OSPF Network Types

Open Shortest Path First (OSPF) can be configured to work on various physical and topological networks, including Ethernet, GRE tunnels, GRE multipoint tunnels (DMVPN), and legacy WAN options such as Frame Relay, X.25, or ATM. To make OSPF work on different networks, it uses different network types. There are four network types defined in the RFC standard:

  • Broadcast
  • Non-Broadcast
  • Point-to-Point
  • Point-to-Multipoint

And there are two vendor proprietary network types:

  • Point-to-Multipoint Non-Broadcast (Cisco proprietary extension)
  • Loopback (Multiple vendors)

Based on the OSPF network type, OSPF will:

  • Automatically discover neighbors with multicast, or require manual neighbor configuration with unicast.
  • Require a Designated Router (DR) and Backup Designated Router (BDR) election or not.
  • Use different hello and dead interval timers.

When you configure OSPF on an interface, it will automatically select an OSPF network type that matches the interface. For example:

  • Ethernet: Defaults to Broadcast
  • HDLC/PPP: Defaults to Point-to-Point
  • Frame Relay: Defaults to Non-Broadcast Multi-Access (NBMA)

While these defaults are often correct, OSPF can’t know our network’s logical topology. For example, on an Ethernet interface, it doesn’t know whether that link connects to multiple routers connected to a switch, or if there is only one other router on the other end of the link. With Frame Relay, it could be a point-to-point link or a hub-and-spoke topology.

Sometimes, we need to manually change the network type so it matches our logical topology.

Choosing the right network type is important because it determines:

  • How OSPF neighbors are discovered (automatically via multicast or manually via unicast).
  • Whether a Designated Router (DR) and Backup Designated Router (BDR) are elected.
  • The default Hello and Dead interval timers.
  • How next-hop information is handled.

We do this on a per-interface basis. On a Cisco IOS router, you can see the available options with the following command:

R1(config-if)#ip ospf network ?

----------

**GIVEN REQUEST 1**
For each statement about the OSPF network types text, answer yes or no and quote the words that decide it: (a) the Loopback network type is one of the types defined in the RFC standard; (b) an Ethernet interface defaults to the Broadcast network type; (c) the network type is set on a per-interface basis.
**GIVEN REQUEST 2**
Carry on the OSPF network types text from its last line.
The entries after this point are separate material, unrelated to the OSPF network types text.

**INFORMATION SUPPLIED**
----------

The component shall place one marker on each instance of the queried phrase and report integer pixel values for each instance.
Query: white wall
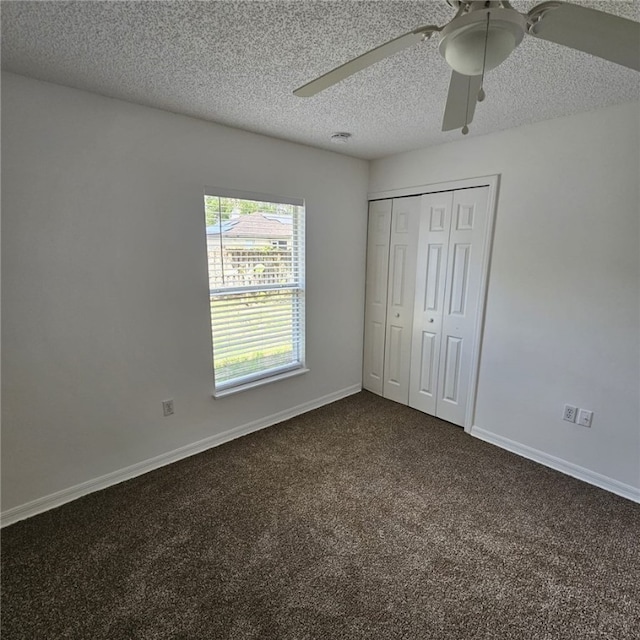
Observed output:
(104, 281)
(562, 317)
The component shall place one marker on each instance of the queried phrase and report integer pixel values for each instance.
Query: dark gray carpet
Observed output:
(362, 519)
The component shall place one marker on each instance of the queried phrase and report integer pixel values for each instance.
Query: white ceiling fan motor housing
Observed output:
(462, 41)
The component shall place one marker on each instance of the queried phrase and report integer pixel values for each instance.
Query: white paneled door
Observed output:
(431, 275)
(405, 221)
(376, 294)
(426, 269)
(448, 290)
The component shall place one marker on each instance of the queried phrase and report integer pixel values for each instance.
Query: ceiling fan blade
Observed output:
(595, 32)
(461, 101)
(365, 60)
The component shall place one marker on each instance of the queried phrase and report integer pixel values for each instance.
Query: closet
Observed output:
(426, 268)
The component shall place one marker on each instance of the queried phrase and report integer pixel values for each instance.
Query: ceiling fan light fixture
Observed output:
(462, 43)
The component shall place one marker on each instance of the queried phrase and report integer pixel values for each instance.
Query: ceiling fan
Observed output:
(482, 35)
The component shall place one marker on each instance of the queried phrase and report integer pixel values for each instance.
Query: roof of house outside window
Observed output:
(254, 225)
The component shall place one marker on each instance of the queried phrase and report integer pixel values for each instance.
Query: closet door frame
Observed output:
(493, 182)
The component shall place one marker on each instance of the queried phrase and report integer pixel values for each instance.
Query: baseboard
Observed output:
(59, 498)
(573, 470)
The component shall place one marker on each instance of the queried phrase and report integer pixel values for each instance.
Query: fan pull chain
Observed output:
(481, 93)
(465, 129)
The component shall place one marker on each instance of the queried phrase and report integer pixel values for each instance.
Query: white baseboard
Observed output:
(59, 498)
(573, 470)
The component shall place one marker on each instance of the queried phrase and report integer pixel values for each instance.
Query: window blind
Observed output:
(255, 254)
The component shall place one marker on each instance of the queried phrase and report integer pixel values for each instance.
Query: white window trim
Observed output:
(284, 372)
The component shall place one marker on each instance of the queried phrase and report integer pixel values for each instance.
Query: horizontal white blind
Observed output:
(256, 281)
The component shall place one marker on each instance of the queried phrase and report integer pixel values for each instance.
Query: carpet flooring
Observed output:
(363, 519)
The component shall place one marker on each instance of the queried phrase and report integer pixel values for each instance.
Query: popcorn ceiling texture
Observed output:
(237, 63)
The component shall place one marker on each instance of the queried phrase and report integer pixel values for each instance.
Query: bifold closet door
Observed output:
(431, 274)
(375, 315)
(451, 248)
(405, 222)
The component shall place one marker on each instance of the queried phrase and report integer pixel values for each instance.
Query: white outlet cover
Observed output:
(570, 413)
(585, 417)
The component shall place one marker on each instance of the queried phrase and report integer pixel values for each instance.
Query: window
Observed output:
(255, 248)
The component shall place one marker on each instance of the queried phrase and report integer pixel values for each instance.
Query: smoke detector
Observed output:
(341, 137)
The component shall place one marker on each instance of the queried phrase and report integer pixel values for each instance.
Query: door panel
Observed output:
(405, 221)
(376, 294)
(462, 292)
(433, 248)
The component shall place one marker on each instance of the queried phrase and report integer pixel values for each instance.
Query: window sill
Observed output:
(258, 383)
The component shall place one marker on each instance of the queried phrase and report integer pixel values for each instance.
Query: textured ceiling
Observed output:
(237, 63)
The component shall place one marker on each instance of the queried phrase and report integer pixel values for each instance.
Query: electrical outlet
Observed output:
(585, 417)
(167, 407)
(570, 413)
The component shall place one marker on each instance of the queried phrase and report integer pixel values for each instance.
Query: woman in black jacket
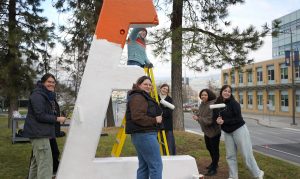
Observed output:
(236, 134)
(39, 127)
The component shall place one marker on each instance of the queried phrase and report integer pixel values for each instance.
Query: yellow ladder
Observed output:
(121, 135)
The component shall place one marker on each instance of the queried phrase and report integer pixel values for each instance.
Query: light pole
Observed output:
(293, 73)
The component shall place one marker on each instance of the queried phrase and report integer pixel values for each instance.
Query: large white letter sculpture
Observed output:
(103, 74)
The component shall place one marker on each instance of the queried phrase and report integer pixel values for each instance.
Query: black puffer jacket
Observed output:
(231, 115)
(141, 112)
(40, 120)
(167, 115)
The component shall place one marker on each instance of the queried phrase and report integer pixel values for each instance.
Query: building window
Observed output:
(250, 77)
(271, 76)
(284, 98)
(283, 72)
(250, 100)
(225, 78)
(271, 101)
(241, 79)
(260, 100)
(259, 75)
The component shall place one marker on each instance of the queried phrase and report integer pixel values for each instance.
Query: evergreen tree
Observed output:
(79, 32)
(24, 33)
(201, 37)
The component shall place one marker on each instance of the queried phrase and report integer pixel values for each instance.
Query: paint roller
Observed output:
(215, 106)
(167, 104)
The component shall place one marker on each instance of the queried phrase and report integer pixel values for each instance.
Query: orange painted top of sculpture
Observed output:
(117, 15)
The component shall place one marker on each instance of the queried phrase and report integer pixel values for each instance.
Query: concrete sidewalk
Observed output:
(274, 121)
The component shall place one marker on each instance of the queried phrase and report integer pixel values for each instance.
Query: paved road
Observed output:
(283, 143)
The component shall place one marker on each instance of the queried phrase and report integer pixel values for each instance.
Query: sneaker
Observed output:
(261, 175)
(211, 172)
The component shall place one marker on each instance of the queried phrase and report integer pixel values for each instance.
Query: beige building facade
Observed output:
(265, 87)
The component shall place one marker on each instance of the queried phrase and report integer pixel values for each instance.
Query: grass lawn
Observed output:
(14, 158)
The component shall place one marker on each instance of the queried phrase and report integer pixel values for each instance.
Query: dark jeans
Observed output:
(212, 145)
(171, 142)
(55, 154)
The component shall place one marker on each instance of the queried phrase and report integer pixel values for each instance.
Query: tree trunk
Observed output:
(176, 63)
(11, 60)
(110, 115)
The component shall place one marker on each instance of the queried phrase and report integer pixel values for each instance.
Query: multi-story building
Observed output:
(289, 31)
(265, 87)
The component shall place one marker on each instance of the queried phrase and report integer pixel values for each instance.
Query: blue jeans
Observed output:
(171, 142)
(41, 160)
(240, 139)
(147, 147)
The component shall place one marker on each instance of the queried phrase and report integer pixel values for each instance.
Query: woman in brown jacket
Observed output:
(212, 131)
(143, 116)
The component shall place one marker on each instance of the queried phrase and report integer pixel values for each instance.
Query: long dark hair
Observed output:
(211, 95)
(141, 79)
(165, 85)
(220, 99)
(46, 76)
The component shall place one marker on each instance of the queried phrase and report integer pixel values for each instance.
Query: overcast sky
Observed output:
(255, 12)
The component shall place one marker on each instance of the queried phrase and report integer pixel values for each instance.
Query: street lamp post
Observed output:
(293, 80)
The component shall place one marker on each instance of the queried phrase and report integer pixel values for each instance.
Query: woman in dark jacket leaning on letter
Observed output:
(142, 118)
(212, 131)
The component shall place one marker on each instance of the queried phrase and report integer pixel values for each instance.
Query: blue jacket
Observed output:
(137, 47)
(40, 120)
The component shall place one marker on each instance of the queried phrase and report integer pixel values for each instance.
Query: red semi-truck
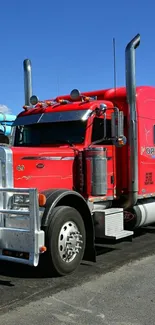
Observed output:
(80, 167)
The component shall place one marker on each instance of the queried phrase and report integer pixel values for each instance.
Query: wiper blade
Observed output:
(64, 142)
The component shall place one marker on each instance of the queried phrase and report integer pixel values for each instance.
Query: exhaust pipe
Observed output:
(130, 63)
(27, 81)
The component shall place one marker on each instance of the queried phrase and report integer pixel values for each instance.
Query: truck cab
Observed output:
(74, 173)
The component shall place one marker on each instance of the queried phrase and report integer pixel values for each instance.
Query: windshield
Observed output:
(66, 132)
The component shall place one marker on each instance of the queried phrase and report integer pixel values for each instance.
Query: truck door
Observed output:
(100, 128)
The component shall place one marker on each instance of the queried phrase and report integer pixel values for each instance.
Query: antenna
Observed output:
(114, 57)
(58, 86)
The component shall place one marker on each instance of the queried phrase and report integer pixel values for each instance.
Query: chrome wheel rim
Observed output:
(69, 242)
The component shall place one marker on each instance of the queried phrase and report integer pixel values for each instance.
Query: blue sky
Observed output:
(70, 45)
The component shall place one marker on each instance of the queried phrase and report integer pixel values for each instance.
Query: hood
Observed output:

----------

**TASK RESPONSE 1**
(a) No: "And there are two vendor proprietary network types" (Loopback is listed under these)
(b) Yes: "Ethernet: Defaults to Broadcast"
(c) Yes: "We do this on a per-interface basis."

**TASK RESPONSE 2**
  broadcast            Specify OSPF broadcast multi-access network
  non-broadcast        Specify OSPF NBMA network
  point-to-multipoint  Specify OSPF point-to-multipoint network
  point-to-point       Specify OSPF point-to-point network

Network type point-to-multipoint non-broadcast is a parameter of network type point-to-multipoint:

R1(config-if)#ip ospf network point-to-multipoint ?
  non-broadcast  Specify non-broadcast point-to-mpoint network

The network type loopback is not configurable and is the default for loopback interfaces.

An incorrect network type can prevent OSPF from establishing neighbor adjacencies or cause flapping neighbor adjacencies. Let’s take a closer look at each network type.

OSPF Network Types

Broadcast

The Broadcast network type is designed for multi-access segments where all routers can communicate directly and support Layer 2 broadcasts, like an Ethernet LAN. This is the default type for Ethernet interfaces.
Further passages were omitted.